[Objective]
Please rewrite the rows as a numbered list, starting at the very beginning of the rows and ending with the line containing "117 177 L 111", both ends included. Omit blank lines, and leave the pictures out of your answer.

━━━━━━━━

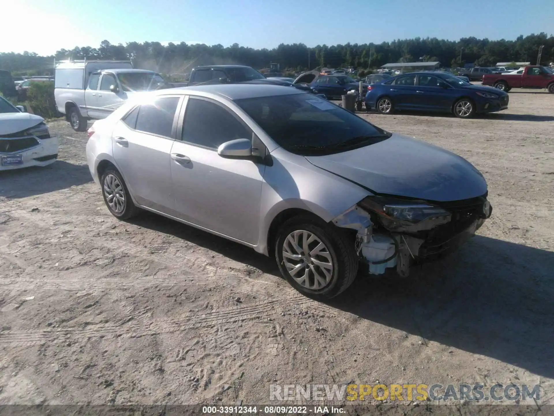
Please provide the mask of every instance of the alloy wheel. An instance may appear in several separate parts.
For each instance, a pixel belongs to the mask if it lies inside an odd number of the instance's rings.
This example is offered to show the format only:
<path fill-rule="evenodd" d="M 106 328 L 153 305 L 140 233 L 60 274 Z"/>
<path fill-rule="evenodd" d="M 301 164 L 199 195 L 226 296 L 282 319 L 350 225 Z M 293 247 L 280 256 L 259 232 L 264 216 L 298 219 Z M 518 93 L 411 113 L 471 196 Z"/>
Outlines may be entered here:
<path fill-rule="evenodd" d="M 468 100 L 461 100 L 456 104 L 454 110 L 456 114 L 460 117 L 467 117 L 471 114 L 473 110 L 473 106 Z"/>
<path fill-rule="evenodd" d="M 392 103 L 388 98 L 382 98 L 377 105 L 377 108 L 381 113 L 388 113 L 392 108 Z"/>
<path fill-rule="evenodd" d="M 331 282 L 331 253 L 313 233 L 300 230 L 289 234 L 283 245 L 283 260 L 292 278 L 307 289 L 319 290 Z"/>
<path fill-rule="evenodd" d="M 74 129 L 76 129 L 79 126 L 79 114 L 75 111 L 71 113 L 71 125 Z"/>
<path fill-rule="evenodd" d="M 117 177 L 111 174 L 107 175 L 104 189 L 110 207 L 116 214 L 121 214 L 125 209 L 125 192 Z"/>

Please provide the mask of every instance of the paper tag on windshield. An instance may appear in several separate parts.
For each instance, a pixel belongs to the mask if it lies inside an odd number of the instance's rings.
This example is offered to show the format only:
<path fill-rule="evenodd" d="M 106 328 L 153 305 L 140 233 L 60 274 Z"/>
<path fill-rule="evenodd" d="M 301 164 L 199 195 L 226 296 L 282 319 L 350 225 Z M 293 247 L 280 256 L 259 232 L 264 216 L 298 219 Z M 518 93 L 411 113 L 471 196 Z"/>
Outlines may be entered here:
<path fill-rule="evenodd" d="M 320 110 L 335 110 L 337 106 L 326 101 L 321 99 L 306 100 L 306 103 L 309 103 L 314 107 L 317 107 Z"/>

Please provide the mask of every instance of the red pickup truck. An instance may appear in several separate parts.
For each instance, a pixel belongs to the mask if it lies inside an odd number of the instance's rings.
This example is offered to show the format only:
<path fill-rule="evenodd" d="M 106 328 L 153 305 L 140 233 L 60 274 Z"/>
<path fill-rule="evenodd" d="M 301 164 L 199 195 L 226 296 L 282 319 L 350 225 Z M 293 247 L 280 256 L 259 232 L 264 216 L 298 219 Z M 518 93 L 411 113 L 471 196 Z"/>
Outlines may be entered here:
<path fill-rule="evenodd" d="M 554 73 L 550 68 L 537 65 L 525 67 L 523 73 L 486 74 L 483 84 L 507 92 L 512 88 L 546 88 L 554 94 Z"/>

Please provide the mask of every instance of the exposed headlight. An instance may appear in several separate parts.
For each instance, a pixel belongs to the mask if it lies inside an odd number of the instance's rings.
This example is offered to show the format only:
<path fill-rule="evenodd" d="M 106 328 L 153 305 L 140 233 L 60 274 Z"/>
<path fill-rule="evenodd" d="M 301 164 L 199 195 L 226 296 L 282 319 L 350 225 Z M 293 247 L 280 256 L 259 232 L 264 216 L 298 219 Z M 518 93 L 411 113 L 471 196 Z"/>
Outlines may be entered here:
<path fill-rule="evenodd" d="M 35 136 L 40 136 L 48 134 L 48 126 L 44 123 L 39 123 L 37 125 L 28 129 L 26 132 L 28 134 L 33 134 Z"/>
<path fill-rule="evenodd" d="M 481 93 L 480 92 L 477 92 L 476 94 L 478 95 L 484 97 L 485 98 L 498 98 L 498 95 L 496 94 L 491 94 L 490 93 Z"/>
<path fill-rule="evenodd" d="M 452 217 L 446 210 L 423 201 L 368 196 L 358 205 L 377 214 L 383 226 L 391 231 L 428 230 L 449 222 Z"/>

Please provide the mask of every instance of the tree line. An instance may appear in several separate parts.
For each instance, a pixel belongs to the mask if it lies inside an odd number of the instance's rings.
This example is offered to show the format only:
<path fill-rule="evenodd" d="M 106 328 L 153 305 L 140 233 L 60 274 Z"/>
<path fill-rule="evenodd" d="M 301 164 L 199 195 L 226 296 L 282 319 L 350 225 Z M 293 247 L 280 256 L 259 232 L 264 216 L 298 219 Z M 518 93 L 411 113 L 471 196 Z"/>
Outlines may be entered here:
<path fill-rule="evenodd" d="M 448 40 L 437 38 L 398 39 L 380 44 L 318 45 L 308 48 L 303 43 L 285 44 L 276 48 L 255 49 L 234 43 L 189 45 L 181 42 L 162 45 L 160 42 L 129 42 L 114 45 L 102 41 L 98 48 L 75 47 L 62 49 L 54 55 L 36 53 L 0 53 L 0 69 L 27 75 L 52 74 L 54 60 L 64 59 L 130 59 L 136 68 L 164 74 L 190 72 L 199 65 L 235 64 L 257 69 L 271 63 L 283 68 L 312 69 L 354 67 L 359 69 L 378 68 L 392 62 L 439 62 L 443 67 L 458 67 L 465 63 L 494 66 L 497 62 L 536 63 L 539 48 L 543 45 L 541 64 L 554 61 L 554 36 L 541 32 L 515 40 L 490 40 L 475 37 Z"/>

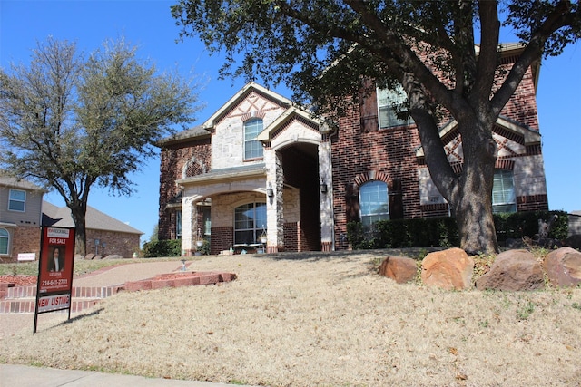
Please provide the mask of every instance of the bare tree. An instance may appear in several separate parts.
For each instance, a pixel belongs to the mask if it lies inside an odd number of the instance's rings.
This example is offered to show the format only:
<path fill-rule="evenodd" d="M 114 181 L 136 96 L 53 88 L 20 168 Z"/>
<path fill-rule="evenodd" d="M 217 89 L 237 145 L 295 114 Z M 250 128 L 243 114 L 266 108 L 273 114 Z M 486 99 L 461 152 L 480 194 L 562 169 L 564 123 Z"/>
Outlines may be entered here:
<path fill-rule="evenodd" d="M 123 40 L 85 59 L 74 44 L 49 38 L 28 66 L 0 71 L 0 168 L 63 197 L 76 252 L 85 254 L 91 188 L 130 194 L 129 175 L 155 154 L 153 143 L 192 121 L 192 92 L 189 81 L 138 60 Z"/>

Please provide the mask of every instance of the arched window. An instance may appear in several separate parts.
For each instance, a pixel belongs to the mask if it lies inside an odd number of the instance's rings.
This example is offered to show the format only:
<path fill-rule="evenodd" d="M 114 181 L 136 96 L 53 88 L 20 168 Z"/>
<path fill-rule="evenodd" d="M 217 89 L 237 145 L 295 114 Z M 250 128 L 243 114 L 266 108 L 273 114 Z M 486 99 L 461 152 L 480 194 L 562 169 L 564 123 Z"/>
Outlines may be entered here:
<path fill-rule="evenodd" d="M 359 189 L 359 210 L 364 227 L 371 226 L 378 220 L 389 219 L 388 185 L 379 180 L 363 184 Z"/>
<path fill-rule="evenodd" d="M 8 255 L 10 246 L 10 234 L 5 228 L 0 228 L 0 256 Z"/>
<path fill-rule="evenodd" d="M 492 212 L 517 212 L 517 196 L 512 170 L 494 171 L 492 186 Z"/>
<path fill-rule="evenodd" d="M 266 203 L 249 203 L 234 210 L 234 244 L 251 245 L 266 230 Z"/>
<path fill-rule="evenodd" d="M 260 118 L 244 122 L 244 160 L 262 157 L 262 144 L 256 137 L 262 131 L 263 123 Z"/>

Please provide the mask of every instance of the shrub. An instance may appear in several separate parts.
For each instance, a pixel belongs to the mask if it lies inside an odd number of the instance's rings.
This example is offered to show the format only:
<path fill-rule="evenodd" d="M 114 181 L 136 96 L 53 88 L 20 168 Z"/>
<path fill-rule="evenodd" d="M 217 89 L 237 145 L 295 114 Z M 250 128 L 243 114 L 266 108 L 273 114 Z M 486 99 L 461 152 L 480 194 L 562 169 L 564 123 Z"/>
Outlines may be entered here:
<path fill-rule="evenodd" d="M 556 215 L 555 222 L 548 233 L 548 237 L 562 240 L 568 233 L 568 217 L 565 211 L 527 211 L 510 214 L 495 214 L 494 223 L 498 241 L 507 239 L 521 239 L 523 237 L 532 238 L 538 234 L 538 219 L 548 222 Z"/>
<path fill-rule="evenodd" d="M 181 256 L 182 241 L 180 239 L 163 239 L 143 244 L 143 257 Z"/>
<path fill-rule="evenodd" d="M 494 214 L 498 241 L 507 238 L 533 238 L 538 234 L 538 219 L 548 222 L 557 218 L 548 237 L 563 240 L 568 233 L 568 217 L 565 211 L 529 211 Z M 402 248 L 459 246 L 458 227 L 453 218 L 419 218 L 390 219 L 364 227 L 360 222 L 347 224 L 347 240 L 355 249 Z"/>
<path fill-rule="evenodd" d="M 355 249 L 458 246 L 458 227 L 451 218 L 381 220 L 371 227 L 347 224 L 347 240 Z"/>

━━━━━━━━

[Finished task]
1. Please provide the mask of every instance of the alloy wheel. An instance may appear in several separate parts.
2. For each instance, a pixel belongs to the mask if it lies inside an odd number of the instance's rings.
3. This example is offered to show the format only:
4. <path fill-rule="evenodd" d="M 106 328 L 153 305 L 140 233 L 60 274 Z"/>
5. <path fill-rule="evenodd" d="M 301 164 L 199 195 L 226 296 L 282 319 L 350 225 Z M 293 247 L 280 256 L 259 232 L 264 216 L 298 219 Z M 518 93 L 411 113 L 471 196 Z"/>
6. Outlines may be entered here:
7. <path fill-rule="evenodd" d="M 468 100 L 461 100 L 456 104 L 454 110 L 456 114 L 460 117 L 467 117 L 471 114 L 473 110 L 473 106 Z"/>
8. <path fill-rule="evenodd" d="M 392 103 L 388 98 L 382 98 L 377 105 L 377 108 L 381 113 L 388 113 L 392 108 Z"/>
9. <path fill-rule="evenodd" d="M 331 282 L 331 253 L 313 233 L 300 230 L 289 234 L 283 245 L 283 260 L 292 278 L 307 289 L 319 290 Z"/>
10. <path fill-rule="evenodd" d="M 74 129 L 76 129 L 79 126 L 79 114 L 75 111 L 71 113 L 71 125 Z"/>
11. <path fill-rule="evenodd" d="M 117 177 L 111 174 L 107 175 L 104 189 L 110 207 L 116 214 L 121 214 L 125 209 L 125 192 Z"/>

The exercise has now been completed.